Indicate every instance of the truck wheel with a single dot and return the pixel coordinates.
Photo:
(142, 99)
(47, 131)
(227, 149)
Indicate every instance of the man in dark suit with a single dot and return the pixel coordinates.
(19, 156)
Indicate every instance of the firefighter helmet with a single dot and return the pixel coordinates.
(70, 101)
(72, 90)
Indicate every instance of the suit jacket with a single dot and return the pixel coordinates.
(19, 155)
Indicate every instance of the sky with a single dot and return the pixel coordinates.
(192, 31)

·····

▸ **What to do**
Write out every record shown above, word for word.

▸ **Response to the exercise**
Indicate every instance of the truck wheel with a single dot and return the pixel coordinates.
Photo:
(142, 99)
(47, 131)
(227, 149)
Indicate every instance of the man in dark suit with a single dot and return the pixel coordinates.
(19, 156)
Indicate every instance of the firefighter helmet with a single dot and return the pixel coordinates.
(70, 101)
(72, 90)
Indicate every instance of the suit jacket with a single dot and return the pixel coordinates.
(19, 155)
Indicate every instance of the sky with a single dot and return the pixel coordinates.
(192, 31)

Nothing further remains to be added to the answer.